[Collected data entries]
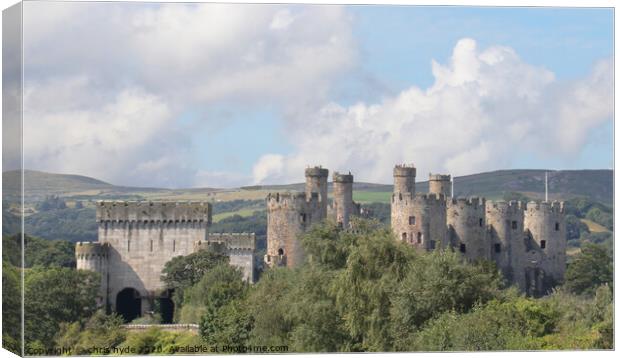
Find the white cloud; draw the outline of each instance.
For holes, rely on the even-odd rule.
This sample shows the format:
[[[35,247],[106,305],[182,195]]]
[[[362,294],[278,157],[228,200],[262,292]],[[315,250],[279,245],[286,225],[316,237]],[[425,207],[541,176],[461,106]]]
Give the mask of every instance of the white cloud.
[[[331,103],[296,122],[295,152],[261,158],[254,182],[299,181],[314,163],[389,183],[393,165],[402,162],[415,162],[425,179],[430,171],[506,168],[523,152],[570,159],[613,114],[610,61],[587,78],[561,83],[511,48],[480,51],[462,39],[449,64],[432,65],[435,82],[427,90],[411,87],[377,104]]]
[[[338,6],[30,2],[24,28],[27,166],[121,184],[230,186],[181,114],[315,108],[357,56]]]

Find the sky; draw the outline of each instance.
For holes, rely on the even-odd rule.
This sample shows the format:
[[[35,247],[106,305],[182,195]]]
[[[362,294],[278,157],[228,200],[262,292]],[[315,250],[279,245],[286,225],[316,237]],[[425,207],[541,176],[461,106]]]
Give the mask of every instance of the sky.
[[[613,166],[613,12],[24,4],[24,164],[118,185]]]

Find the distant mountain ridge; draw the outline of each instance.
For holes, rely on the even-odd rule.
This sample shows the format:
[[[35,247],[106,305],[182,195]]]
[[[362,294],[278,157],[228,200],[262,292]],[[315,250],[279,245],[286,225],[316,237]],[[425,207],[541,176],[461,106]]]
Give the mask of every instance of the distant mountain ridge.
[[[551,199],[570,199],[572,197],[588,197],[594,201],[608,205],[613,203],[613,170],[540,170],[515,169],[497,170],[459,176],[454,178],[455,196],[485,196],[501,198],[507,193],[522,193],[531,198],[544,197],[545,172],[549,173],[549,193]],[[19,172],[8,171],[3,174],[3,196],[5,199],[18,197]],[[251,191],[282,191],[304,190],[303,183],[287,185],[263,185],[241,187],[239,189],[165,189],[117,186],[104,181],[69,174],[46,173],[34,170],[24,171],[27,200],[38,200],[47,195],[84,196],[89,198],[140,198],[138,193],[161,193],[165,197],[174,197],[175,193],[191,192],[194,195],[205,195],[213,192],[251,192]],[[331,182],[329,183],[331,188]],[[358,182],[353,186],[355,191],[390,192],[392,185]],[[427,192],[428,182],[416,183],[417,192]]]

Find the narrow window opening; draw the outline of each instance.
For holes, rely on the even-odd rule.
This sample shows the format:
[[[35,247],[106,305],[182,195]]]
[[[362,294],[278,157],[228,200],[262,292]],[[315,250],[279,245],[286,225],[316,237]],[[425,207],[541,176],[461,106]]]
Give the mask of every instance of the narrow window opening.
[[[131,241],[127,240],[127,252],[131,250]]]
[[[465,253],[467,251],[467,248],[465,247],[465,244],[461,244],[460,250],[462,253]]]
[[[301,218],[302,223],[306,222],[306,214],[299,214],[299,217]]]
[[[415,225],[415,216],[409,217],[409,225]]]
[[[283,256],[283,255],[284,255],[284,250],[278,249],[278,256]]]
[[[407,241],[407,233],[406,232],[403,232],[402,239],[403,239],[403,241]]]
[[[482,227],[482,225],[484,225],[484,220],[482,220],[482,218],[480,218],[480,220],[478,221],[478,225],[480,225],[480,227]]]
[[[422,233],[419,232],[418,233],[418,244],[421,244],[421,243],[422,243]]]
[[[435,240],[431,240],[431,250],[435,250]]]
[[[177,249],[177,241],[176,240],[172,240],[172,252],[175,252]]]
[[[513,221],[513,222],[512,222],[512,229],[513,229],[513,230],[516,230],[516,229],[517,229],[517,222],[516,222],[516,221]]]
[[[555,231],[560,231],[560,223],[555,223]]]
[[[502,251],[502,245],[495,244],[495,253],[499,254]]]
[[[342,223],[342,221],[338,221],[338,228],[342,229],[344,227],[344,224]]]
[[[151,240],[151,252],[153,252],[153,240]]]
[[[540,248],[544,249],[547,247],[547,240],[540,240]]]

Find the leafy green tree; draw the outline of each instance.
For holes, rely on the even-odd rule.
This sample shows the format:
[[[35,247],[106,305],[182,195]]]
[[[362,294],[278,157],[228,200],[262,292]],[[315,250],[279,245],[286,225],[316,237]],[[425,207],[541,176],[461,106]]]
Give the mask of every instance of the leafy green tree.
[[[178,317],[183,306],[184,290],[198,283],[205,273],[221,263],[228,263],[228,256],[211,250],[199,250],[166,262],[161,280],[168,289],[174,290],[175,317]]]
[[[228,323],[235,323],[234,321],[227,321],[230,317],[226,317],[226,314],[231,313],[231,309],[235,307],[229,307],[227,312],[224,312],[222,307],[232,301],[242,299],[247,294],[247,290],[248,284],[243,281],[243,273],[239,268],[225,263],[220,264],[207,272],[200,282],[187,290],[183,305],[184,311],[181,313],[182,319],[192,322],[199,320],[200,335],[207,343],[232,343],[235,340],[234,338],[228,338],[226,342],[222,342],[224,337],[222,333],[225,330],[236,330],[235,327],[226,326]],[[188,317],[187,309],[197,305],[202,310],[192,309],[192,313],[200,312],[202,313],[201,316]],[[244,323],[239,322],[239,324]],[[238,336],[238,334],[233,335]]]
[[[24,237],[26,267],[75,267],[75,245],[65,240],[45,240]]]
[[[564,287],[576,294],[592,295],[603,284],[613,288],[613,261],[608,250],[601,245],[584,245],[568,265],[564,282]]]
[[[2,346],[15,354],[21,352],[21,308],[19,270],[2,261]]]
[[[49,347],[62,322],[82,322],[97,308],[100,277],[69,268],[32,268],[26,271],[25,338],[28,345]]]
[[[407,349],[410,335],[443,312],[467,312],[497,297],[501,275],[486,262],[468,263],[450,251],[434,251],[410,262],[398,285],[391,312],[397,349]]]
[[[416,256],[390,229],[364,220],[353,224],[355,233],[340,234],[348,255],[334,278],[336,310],[350,336],[348,350],[386,351],[392,345],[392,296]]]
[[[127,336],[122,324],[122,317],[116,314],[106,315],[102,310],[98,310],[85,323],[61,323],[56,346],[71,347],[72,353],[77,355],[91,354],[93,347],[114,348]]]

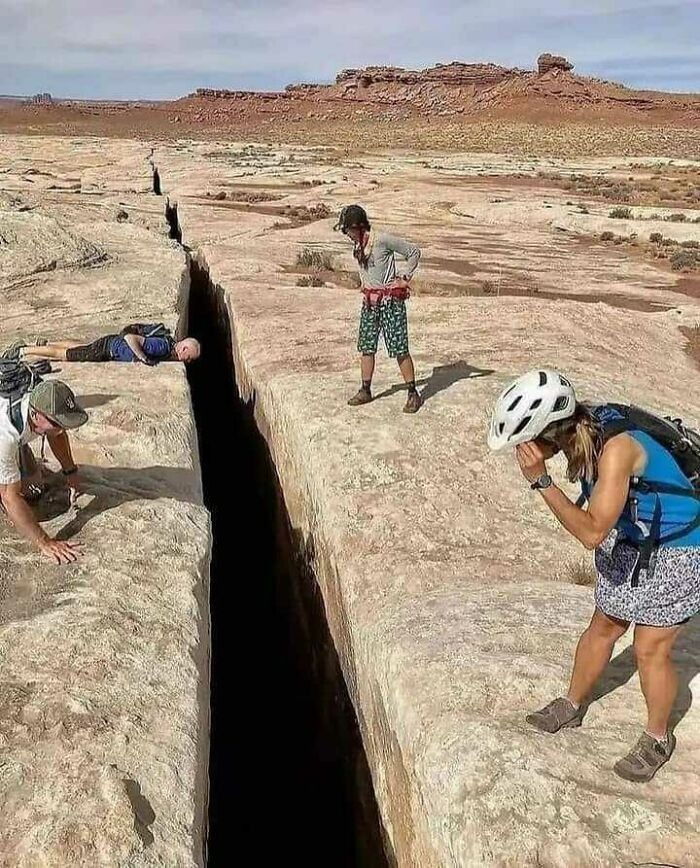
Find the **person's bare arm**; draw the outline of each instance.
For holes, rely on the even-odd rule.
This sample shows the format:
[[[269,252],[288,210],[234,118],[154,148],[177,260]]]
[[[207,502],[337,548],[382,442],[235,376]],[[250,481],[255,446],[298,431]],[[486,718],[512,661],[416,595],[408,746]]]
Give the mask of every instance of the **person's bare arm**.
[[[51,452],[61,465],[61,470],[75,469],[75,461],[73,460],[73,452],[70,448],[70,438],[65,431],[58,434],[49,434],[46,439],[49,441]]]
[[[517,447],[523,475],[534,482],[546,466],[542,450],[536,443]],[[630,477],[639,454],[629,437],[613,438],[608,442],[598,464],[598,480],[587,509],[572,503],[556,485],[540,493],[560,524],[587,549],[600,545],[617,524],[629,496]]]
[[[149,364],[149,358],[143,351],[144,338],[141,335],[124,335],[124,340],[140,362]]]
[[[70,503],[73,505],[80,494],[82,480],[73,459],[70,437],[66,431],[61,431],[59,434],[49,434],[46,439],[49,441],[49,448],[53,452],[56,461],[61,465],[63,479],[70,492]],[[72,472],[68,473],[69,470]]]
[[[21,482],[0,485],[0,499],[2,499],[7,515],[15,528],[46,557],[56,564],[69,564],[77,560],[80,545],[51,539],[44,533],[31,507],[22,497]]]

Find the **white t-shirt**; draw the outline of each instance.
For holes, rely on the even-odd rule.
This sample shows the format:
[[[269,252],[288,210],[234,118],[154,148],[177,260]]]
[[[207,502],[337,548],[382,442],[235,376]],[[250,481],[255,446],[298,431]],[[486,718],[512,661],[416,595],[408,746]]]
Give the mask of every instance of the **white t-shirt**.
[[[0,398],[0,485],[12,485],[22,478],[19,466],[19,447],[32,440],[36,440],[36,434],[29,427],[29,394],[22,398],[22,421],[24,430],[22,434],[12,424],[9,413],[10,402],[7,398]]]

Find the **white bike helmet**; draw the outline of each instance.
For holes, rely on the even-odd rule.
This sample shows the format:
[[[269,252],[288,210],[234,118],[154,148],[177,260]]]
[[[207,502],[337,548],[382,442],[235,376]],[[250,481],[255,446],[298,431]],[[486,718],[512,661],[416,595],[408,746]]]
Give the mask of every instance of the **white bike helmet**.
[[[573,386],[557,371],[528,371],[501,393],[493,408],[488,444],[493,451],[534,440],[552,422],[576,410]]]

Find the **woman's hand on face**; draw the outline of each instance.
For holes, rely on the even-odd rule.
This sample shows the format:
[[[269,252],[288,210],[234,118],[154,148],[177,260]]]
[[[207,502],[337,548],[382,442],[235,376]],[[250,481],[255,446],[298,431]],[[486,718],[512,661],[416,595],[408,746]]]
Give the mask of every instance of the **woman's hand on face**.
[[[522,474],[528,482],[535,482],[547,472],[544,453],[534,440],[530,443],[520,443],[515,447],[515,454]]]

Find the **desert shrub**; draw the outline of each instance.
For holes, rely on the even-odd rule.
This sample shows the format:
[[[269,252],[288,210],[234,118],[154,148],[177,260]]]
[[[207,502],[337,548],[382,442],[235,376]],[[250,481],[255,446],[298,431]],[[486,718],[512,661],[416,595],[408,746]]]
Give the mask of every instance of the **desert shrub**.
[[[297,286],[325,286],[318,274],[305,274],[297,280]]]
[[[700,247],[700,241],[681,241],[681,247],[697,250]]]
[[[649,236],[649,241],[651,241],[652,244],[661,244],[663,240],[664,236],[660,232],[652,232]]]
[[[578,561],[570,561],[566,565],[566,578],[573,585],[591,586],[595,585],[596,571],[589,560],[581,558]]]
[[[579,210],[579,213],[581,213],[581,214],[590,214],[591,213],[588,210],[588,205],[585,205],[582,202],[579,202],[578,210]]]
[[[616,199],[618,202],[629,202],[632,198],[632,188],[627,184],[614,184],[602,190],[605,199]]]
[[[676,212],[675,214],[669,214],[666,220],[669,223],[685,223],[688,218],[685,214],[681,214],[680,212]]]
[[[600,240],[601,241],[614,241],[615,240],[615,233],[614,232],[601,232],[600,233]]]
[[[694,250],[684,250],[683,248],[674,250],[670,261],[674,271],[693,271],[700,265],[697,253]]]
[[[632,219],[632,209],[631,208],[613,208],[609,217],[612,217],[615,220],[631,220]]]
[[[305,247],[297,253],[297,265],[315,271],[333,271],[333,255],[325,250]]]
[[[664,238],[661,241],[661,246],[662,247],[678,247],[678,242],[675,240],[675,238]]]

ACTIVITY — Show every line above in which the word "draw" occurs.

EXPECTED ANSWER —
Find the white cloud; draw the outline of each instance.
Find the sky; draw the outline of each instance.
Find the distant mountain ridge; draw the outline of each instance.
Find the narrow window opening; draw the outline of each instance.
Find the leafy green tree; draw the outline of each instance.
Find the **person's bare arm**; draw the outline of each instance.
Find the **white t-shirt**; draw the outline of each instance.
Find the **white bike helmet**; draw the outline of each instance.
Find the **woman's hand on face**; draw the outline of each instance.
Find the **desert shrub**; draw the outline of each instance.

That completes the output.